PROBLEM TO WORK ON
Copy out the material below word for word, from its first line to its last. Leave the pictures out of your copy.

Rows taken from a pointing dataset:
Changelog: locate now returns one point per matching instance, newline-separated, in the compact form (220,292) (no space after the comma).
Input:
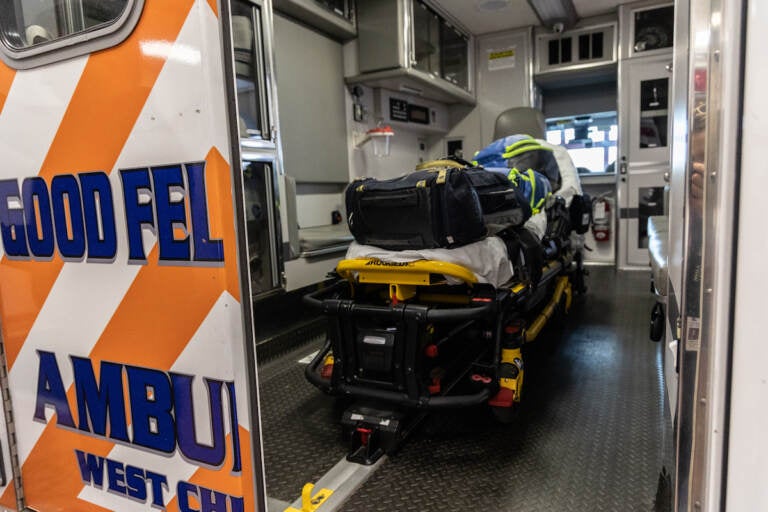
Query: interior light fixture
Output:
(491,5)
(556,14)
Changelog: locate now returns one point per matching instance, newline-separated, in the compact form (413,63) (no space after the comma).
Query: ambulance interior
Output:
(373,88)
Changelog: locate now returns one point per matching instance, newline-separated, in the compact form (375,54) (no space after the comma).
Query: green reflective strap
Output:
(532,180)
(527,140)
(527,147)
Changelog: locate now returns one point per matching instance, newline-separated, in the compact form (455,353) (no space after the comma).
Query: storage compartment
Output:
(333,17)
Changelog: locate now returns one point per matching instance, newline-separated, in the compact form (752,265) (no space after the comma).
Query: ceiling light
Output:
(551,12)
(491,5)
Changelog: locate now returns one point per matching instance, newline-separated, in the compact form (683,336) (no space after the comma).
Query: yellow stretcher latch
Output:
(311,503)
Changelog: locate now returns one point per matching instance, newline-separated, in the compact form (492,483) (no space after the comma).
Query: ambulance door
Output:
(125,300)
(251,72)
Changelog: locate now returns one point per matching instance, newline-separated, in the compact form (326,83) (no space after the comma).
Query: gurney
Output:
(415,330)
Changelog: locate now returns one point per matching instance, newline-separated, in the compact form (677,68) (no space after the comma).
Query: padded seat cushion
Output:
(658,248)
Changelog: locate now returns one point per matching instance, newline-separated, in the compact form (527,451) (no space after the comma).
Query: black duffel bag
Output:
(501,201)
(422,210)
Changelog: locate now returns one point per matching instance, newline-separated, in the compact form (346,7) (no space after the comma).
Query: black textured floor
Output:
(300,426)
(590,437)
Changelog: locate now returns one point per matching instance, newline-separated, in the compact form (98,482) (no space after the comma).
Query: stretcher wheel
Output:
(506,415)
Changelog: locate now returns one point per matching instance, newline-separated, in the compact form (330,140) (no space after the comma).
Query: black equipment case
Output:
(422,210)
(431,208)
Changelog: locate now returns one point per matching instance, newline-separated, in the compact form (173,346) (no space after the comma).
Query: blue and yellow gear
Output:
(533,185)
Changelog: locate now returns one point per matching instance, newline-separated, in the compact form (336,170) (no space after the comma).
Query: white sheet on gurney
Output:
(571,183)
(487,259)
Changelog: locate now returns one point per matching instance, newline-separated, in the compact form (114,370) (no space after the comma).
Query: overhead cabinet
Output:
(406,45)
(335,18)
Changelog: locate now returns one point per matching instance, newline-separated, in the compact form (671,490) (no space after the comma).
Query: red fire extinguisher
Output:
(601,219)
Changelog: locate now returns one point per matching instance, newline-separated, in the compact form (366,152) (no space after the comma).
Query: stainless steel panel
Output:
(312,113)
(715,81)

EXERCISE SOLUTION
Changelog: locate now returns one point per matching instance, newline-separated, in the compact form (220,292) (no space after the comma).
Input:
Query: interior light fixture
Output:
(491,5)
(556,14)
Changelog: locate now returns one point per matching instance, newline-separated, in the compact form (413,63) (no space after the comma).
Query: ambulance interior
Output:
(373,88)
Changelog: locate now returns one point per matching instance, newline-separated, in the compact form (375,54) (no space after the comma).
Query: green reflective strap
Output:
(532,180)
(527,140)
(527,147)
Changelog: locate now returns one point per matching instance, newline-separated, in the compact form (455,353) (no space after the comma).
Query: storage compartment
Output:
(333,17)
Changelog: locate now returns one point per matching instance, newline-separated, in the compact form (752,265) (no space after the comma).
Query: ceiling light
Output:
(551,12)
(491,5)
Changelog: locate now returns one point per matching instance, newline-separated, in the compact form (683,336) (no space after the comma).
Query: yellow stretcher latch
Output:
(311,503)
Changelog: locate now returns one point per matching instance, newline-separated, in the compact form (492,483) (no space after the comma).
Query: ambulance door
Output:
(125,300)
(251,72)
Changelog: locate now returns one point per matching instance, newline-separated, in the compact form (326,83) (no space after the comma).
Query: gurney
Output:
(415,330)
Changelog: locate now returns one point per matching instance, newline-separated, in the compact form (677,68) (no space after the comma).
Query: padded seat cushion
Output:
(658,248)
Changelog: locate now returns one point per matching instance, newline-separated, in the compact form (527,451) (no space after the comma).
Query: black duffel bag
Output:
(501,201)
(422,210)
Changelog: locate now returns one point per matching instance, newline-separated, in the compact form (346,7) (no space after the comma).
Query: black textured floor
Output:
(300,426)
(590,437)
Changelog: locate now returns one point per matching instance, newline-separated, in the compact form (98,482) (no space after the comma).
Query: stretcher wheel
Output:
(506,415)
Changelog: locate now returns one point per matching instance, newline-separated, in the compact form (330,140) (no space after the comma).
Query: black equipment case
Output:
(422,210)
(431,208)
Changelog: locate now returns one point per matching instance, newline-separated, in the compact form (173,346) (no space after the comma).
Query: blue and yellow gear
Output:
(533,185)
Changelog: locate now returns one point per matching instance, newline-separated, in the compact form (336,170) (no space after the comma).
Query: white sheet on gurney
Output:
(571,183)
(487,259)
Changelog: locate now returns one point per matching instance, newline-separated, in the compact form (114,370) (no space after the comma).
Query: overhead cabinet
Output:
(406,45)
(335,18)
Changelog: locate now returns one point per matching instance, newline-separated, in the compact form (671,490) (no space after the comma).
Query: red fire extinguisher
Output:
(601,219)
Changelog: locate now returns one point per matching instance, newline-separated, in the compact form (366,152) (no space after the comma).
Query: stainless steel panel
Output:
(312,113)
(715,81)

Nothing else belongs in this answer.